> **TEXTE FOURNI**:
« C'est pas moi, c'est lui », « je m'souviens pas », « j'étais pas au courant », « je voulais aider »… Le 21 septembre, journée de l'Alzheimer, le tribunal correctionnel de Béthune (Pas-de-Calais) a vu un joli bal d'oublieux. Le sujet était pourtant épais : escroquerie à la Sécurité sociale, falsifications d'ordonnances, etc. Sur le banc des prévenus, le P-DG de la société de matériel médical Serenity, à Harnes, et son principal commercial, ainsi que deux généralistes du bassin minier. Quinze autres médecins étaient concernés, mais ils avaient remboursé la caisse primaire de l'Artois, principal plaignant, quand ils ont connu les faits.
La présidente du tribunal a résumé le principal chef d'accusation : 160 000 euros d'escroquerie aux dépens de la CPAM, faits remontant aux années 2014 et 2015. À la découverte de témoignages répétés, et à la demande de l'Union des syndicats de pharmaciens d'officine (USPO), les pharmaciens les ont collectés, permettant à Éric Bot, syndicaliste et pharmacien à Loison-sous-Lens, de saisir la CPAM, qui a porté plainte. Une enquête de la gendarmerie nationale a établi au moins deux cents dossiers de fraude, transmis au procureur de la République.
L'escroquerie touche la CPAM de l'Artois. « Parce que les autres caisses primaires, fonctionnaires, enseignants, MSA, marins, etc., n'ont pas voulu enquêter, précise Éric Bot, mais mon officine travaille avec une quinzaine de caisses, sans compter les mutuelles, également lésées. » Les agents de Serenity faisaient établir des ordonnances, parfois « par liasses », avec emprunt de la carte Vitale, pour des patients qui n'avaient pas été examinés, ou qui n'étaient pas les patients des médecins signataires.
Faire du chiffre
Du matériel médical remboursé était remplacé par du matériel non remboursable, par exemple un fauteuil coquille par un fauteuil releveur. Des commandes étaient livrées incomplètes, mais facturées. En un an, Serenity a facturé 188 fauteuils à la CPAM, mais n'en a acheté que 89 !
Le P-DG a rejeté la faute sur son commercial, un « mercenaire », tout en convenant qu'il avait été formé par son propre frère, premier responsable de la société et dirigeant d'une société sœur en Guadeloupe. Des pratiques communes là-bas, selon le P-DG, à l'étonnement de la présidente.
Quant au commercial, déjà condamné pour vol avec violence et pour abus de confiance, il voulait selon lui « faire du chiffre », mais pour l'employeur à qui il portait les ordonnances. Ce sera un des points du délibéré : l'employeur (la société est radiée depuis fin 2016), prétend que son commercial était un agent, un autoentrepreneur, pas un salarié. Il affirme ne s'être jamais versé de salaire, ne plus avoir d'emploi, avoir vendu sa maison, mais a provisionné pour rembourser la CPAM. Le commercial a argué qu'il travaillait pour ce seul employeur, un emploi dissimulé qui a provoqué une constitution de partie civile du régime social des indépendants (RSI).

> **LISTE DES DONNÉES**:
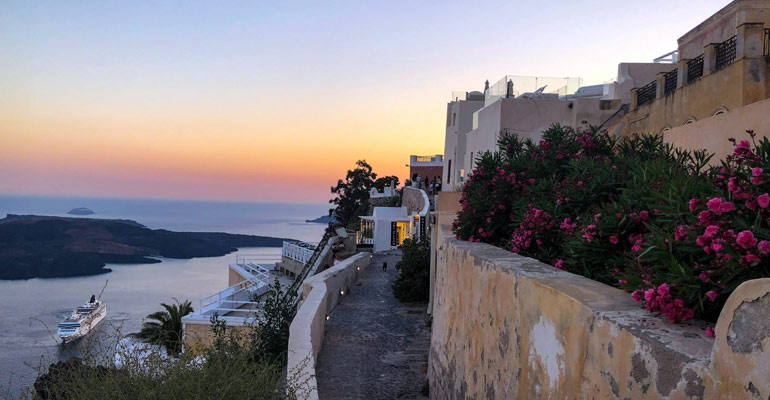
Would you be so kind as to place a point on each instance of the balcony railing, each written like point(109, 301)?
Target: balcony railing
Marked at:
point(669, 85)
point(300, 252)
point(695, 69)
point(725, 53)
point(646, 94)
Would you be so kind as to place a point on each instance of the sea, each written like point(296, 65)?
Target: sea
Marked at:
point(31, 309)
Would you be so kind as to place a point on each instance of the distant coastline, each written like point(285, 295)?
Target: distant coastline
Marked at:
point(324, 219)
point(33, 246)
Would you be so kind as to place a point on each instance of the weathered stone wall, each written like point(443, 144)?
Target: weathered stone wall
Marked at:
point(506, 326)
point(321, 294)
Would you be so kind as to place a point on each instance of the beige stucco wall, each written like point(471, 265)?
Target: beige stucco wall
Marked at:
point(506, 326)
point(198, 335)
point(321, 294)
point(713, 133)
point(722, 90)
point(415, 201)
point(455, 138)
point(721, 26)
point(528, 118)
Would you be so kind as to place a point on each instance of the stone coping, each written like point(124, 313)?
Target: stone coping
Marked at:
point(515, 327)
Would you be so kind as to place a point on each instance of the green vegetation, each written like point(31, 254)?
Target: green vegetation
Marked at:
point(413, 282)
point(165, 327)
point(270, 338)
point(662, 223)
point(352, 194)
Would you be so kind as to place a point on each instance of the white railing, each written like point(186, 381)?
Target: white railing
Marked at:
point(298, 252)
point(239, 295)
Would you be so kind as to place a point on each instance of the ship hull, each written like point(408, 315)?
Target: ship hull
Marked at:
point(68, 335)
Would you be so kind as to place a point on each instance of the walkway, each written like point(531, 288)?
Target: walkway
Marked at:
point(374, 347)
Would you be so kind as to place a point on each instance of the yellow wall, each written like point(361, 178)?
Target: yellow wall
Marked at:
point(506, 327)
point(713, 133)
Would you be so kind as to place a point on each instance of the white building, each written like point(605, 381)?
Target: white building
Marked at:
point(387, 227)
point(527, 106)
point(459, 122)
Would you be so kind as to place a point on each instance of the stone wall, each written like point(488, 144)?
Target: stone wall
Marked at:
point(321, 294)
point(506, 326)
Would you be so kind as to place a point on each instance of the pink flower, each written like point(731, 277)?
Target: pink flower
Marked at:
point(742, 148)
point(726, 206)
point(764, 247)
point(694, 203)
point(746, 239)
point(764, 200)
point(714, 204)
point(711, 230)
point(649, 294)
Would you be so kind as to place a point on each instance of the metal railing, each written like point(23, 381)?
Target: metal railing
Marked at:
point(669, 85)
point(725, 53)
point(646, 94)
point(298, 252)
point(695, 69)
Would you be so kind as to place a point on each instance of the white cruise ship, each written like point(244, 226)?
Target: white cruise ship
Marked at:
point(83, 319)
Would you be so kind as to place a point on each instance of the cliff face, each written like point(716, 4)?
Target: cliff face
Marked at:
point(43, 247)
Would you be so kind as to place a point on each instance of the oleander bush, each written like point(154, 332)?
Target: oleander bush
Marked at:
point(660, 222)
point(413, 281)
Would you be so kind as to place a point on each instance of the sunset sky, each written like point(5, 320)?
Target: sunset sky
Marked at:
point(273, 101)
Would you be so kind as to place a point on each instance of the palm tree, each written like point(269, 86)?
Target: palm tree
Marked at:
point(165, 327)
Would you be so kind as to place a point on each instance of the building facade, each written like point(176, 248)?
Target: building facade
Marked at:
point(458, 123)
point(723, 68)
point(427, 167)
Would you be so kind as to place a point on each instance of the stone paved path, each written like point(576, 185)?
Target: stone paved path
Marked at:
point(374, 347)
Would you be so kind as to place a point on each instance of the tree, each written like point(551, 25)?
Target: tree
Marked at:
point(352, 193)
point(165, 327)
point(413, 282)
point(270, 338)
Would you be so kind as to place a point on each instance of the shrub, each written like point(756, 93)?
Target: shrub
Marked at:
point(636, 213)
point(165, 327)
point(413, 281)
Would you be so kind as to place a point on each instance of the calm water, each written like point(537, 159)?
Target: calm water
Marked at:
point(30, 309)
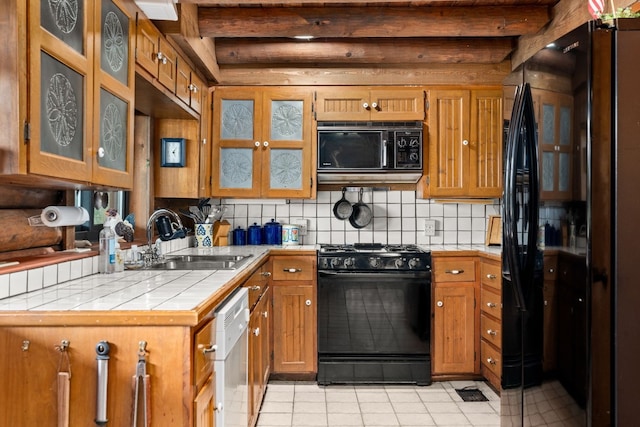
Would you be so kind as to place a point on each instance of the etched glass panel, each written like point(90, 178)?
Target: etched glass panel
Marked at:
point(565, 125)
point(548, 123)
point(547, 171)
point(236, 168)
point(65, 20)
point(285, 169)
point(237, 119)
point(114, 51)
point(61, 107)
point(564, 172)
point(286, 120)
point(113, 131)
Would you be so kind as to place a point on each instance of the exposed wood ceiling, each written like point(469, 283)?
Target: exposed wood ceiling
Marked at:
point(249, 39)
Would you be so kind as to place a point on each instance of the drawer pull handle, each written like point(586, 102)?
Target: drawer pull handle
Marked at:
point(210, 349)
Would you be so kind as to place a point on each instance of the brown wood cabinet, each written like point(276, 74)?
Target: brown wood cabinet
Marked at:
point(70, 106)
point(260, 304)
point(550, 314)
point(491, 321)
point(455, 316)
point(294, 315)
point(263, 142)
point(554, 115)
point(465, 143)
point(365, 104)
point(31, 360)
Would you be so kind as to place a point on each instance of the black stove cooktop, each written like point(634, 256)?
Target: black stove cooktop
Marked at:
point(372, 257)
point(371, 247)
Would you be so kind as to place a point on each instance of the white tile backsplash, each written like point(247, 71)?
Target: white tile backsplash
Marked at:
point(397, 218)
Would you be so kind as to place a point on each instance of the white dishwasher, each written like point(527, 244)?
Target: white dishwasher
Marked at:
point(232, 319)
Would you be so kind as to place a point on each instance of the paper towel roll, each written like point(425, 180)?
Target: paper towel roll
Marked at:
point(58, 216)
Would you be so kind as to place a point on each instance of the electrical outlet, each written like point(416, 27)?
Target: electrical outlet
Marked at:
point(303, 223)
point(429, 227)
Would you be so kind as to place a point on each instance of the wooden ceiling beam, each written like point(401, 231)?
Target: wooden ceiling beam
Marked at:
point(358, 51)
point(372, 22)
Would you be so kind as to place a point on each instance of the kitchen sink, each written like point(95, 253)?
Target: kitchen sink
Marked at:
point(201, 262)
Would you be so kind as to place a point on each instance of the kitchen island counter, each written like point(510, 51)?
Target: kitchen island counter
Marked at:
point(138, 297)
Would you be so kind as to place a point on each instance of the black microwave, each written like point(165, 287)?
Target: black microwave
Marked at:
point(369, 147)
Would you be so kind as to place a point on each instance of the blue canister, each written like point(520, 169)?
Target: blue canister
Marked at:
point(254, 236)
point(272, 233)
point(239, 237)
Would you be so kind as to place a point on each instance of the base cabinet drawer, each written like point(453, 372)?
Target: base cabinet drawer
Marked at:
point(491, 358)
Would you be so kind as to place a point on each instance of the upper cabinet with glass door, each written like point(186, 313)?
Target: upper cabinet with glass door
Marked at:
point(77, 98)
point(554, 116)
point(262, 142)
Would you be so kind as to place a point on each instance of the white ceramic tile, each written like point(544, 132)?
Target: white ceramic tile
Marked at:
point(394, 210)
point(34, 279)
point(64, 271)
point(4, 286)
point(17, 283)
point(477, 210)
point(394, 197)
point(436, 209)
point(464, 210)
point(450, 210)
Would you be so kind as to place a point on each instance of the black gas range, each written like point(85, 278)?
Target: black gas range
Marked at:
point(373, 257)
point(374, 310)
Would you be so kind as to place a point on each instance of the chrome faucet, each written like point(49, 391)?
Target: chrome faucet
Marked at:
point(151, 253)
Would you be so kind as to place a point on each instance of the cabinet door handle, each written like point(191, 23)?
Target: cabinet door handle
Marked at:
point(454, 271)
point(207, 349)
point(161, 57)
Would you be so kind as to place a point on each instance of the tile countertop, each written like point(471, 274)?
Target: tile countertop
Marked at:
point(153, 296)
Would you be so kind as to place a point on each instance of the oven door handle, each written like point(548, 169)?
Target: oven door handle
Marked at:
point(376, 274)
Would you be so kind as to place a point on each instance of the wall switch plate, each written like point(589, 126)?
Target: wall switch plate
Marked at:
point(429, 227)
point(303, 223)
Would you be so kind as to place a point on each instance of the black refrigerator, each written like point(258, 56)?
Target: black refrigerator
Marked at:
point(570, 209)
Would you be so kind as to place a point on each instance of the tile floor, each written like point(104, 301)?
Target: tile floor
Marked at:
point(298, 404)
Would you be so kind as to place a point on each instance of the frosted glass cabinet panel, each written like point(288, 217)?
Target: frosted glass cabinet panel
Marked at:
point(555, 140)
point(262, 142)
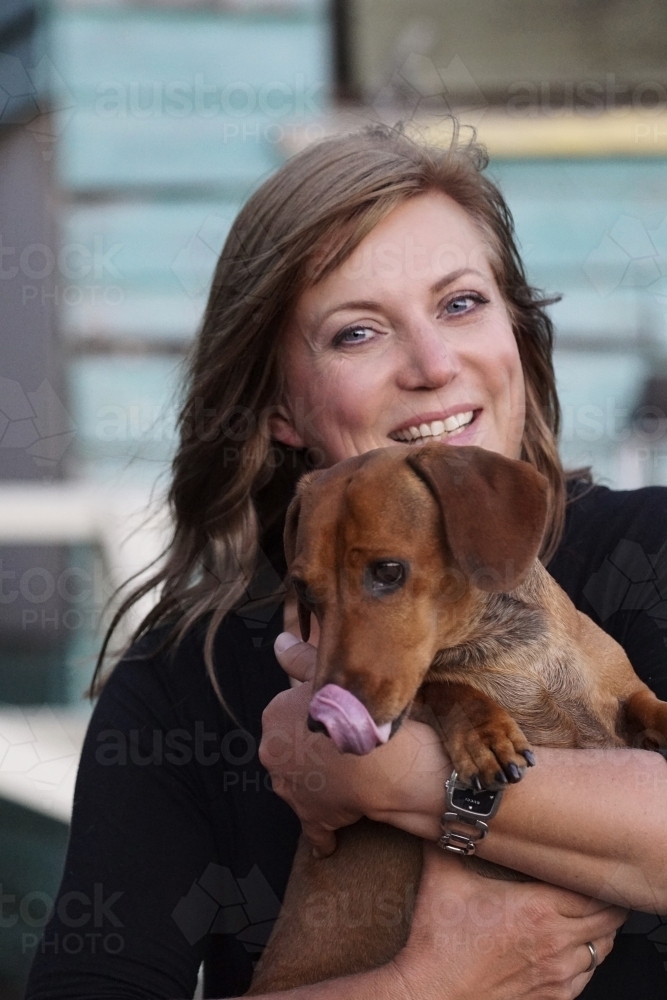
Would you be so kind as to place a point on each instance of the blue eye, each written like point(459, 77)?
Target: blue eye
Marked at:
point(353, 335)
point(464, 303)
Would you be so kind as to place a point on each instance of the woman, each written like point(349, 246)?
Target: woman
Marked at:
point(369, 287)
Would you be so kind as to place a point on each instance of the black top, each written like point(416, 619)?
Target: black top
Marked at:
point(180, 851)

> **TÂCHES ET EXERCICES**:
a) Restituez, s'il vous plaît, le passage du texte fourni situé entre « L'escroquerie touche la » et « des médecins signataires. », ces deux bornes comprises.
b) Pour chaque affirmation, indiquez si le texte fourni la confirme (oui ou non) et citez les mots du texte qui tranchent. (i) En un an, Serenity a facturé 188 fauteuils à la CPAM. (ii) Les faits reprochés remontent aux années 2012 et 2013. (iii) Le commercial n'avait encore jamais été condamné.
c) D'après le texte fourni, combien de dossiers de fraude l'enquête de la gendarmerie nationale a-t-elle établis ?

> **RÉPONSES**:
a)
L'escroquerie touche la CPAM de l'Artois. « Parce que les autres caisses primaires, fonctionnaires, enseignants, MSA, marins, etc., n'ont pas voulu enquêter, précise Éric Bot, mais mon officine travaille avec une quinzaine de caisses, sans compter les mutuelles, également lésées. » Les agents de Serenity faisaient établir des ordonnances, parfois « par liasses », avec emprunt de la carte Vitale, pour des patients qui n'avaient pas été examinés, ou qui n'étaient pas les patients des médecins signataires.

b)
(i) Oui : « En un an, Serenity a facturé 188 fauteuils à la CPAM ».
(ii) Non : « faits remontant aux années 2014 et 2015 ».
(iii) Non : « déjà condamné pour vol avec violence et pour abus de confiance ».

c) Au moins deux cents dossiers.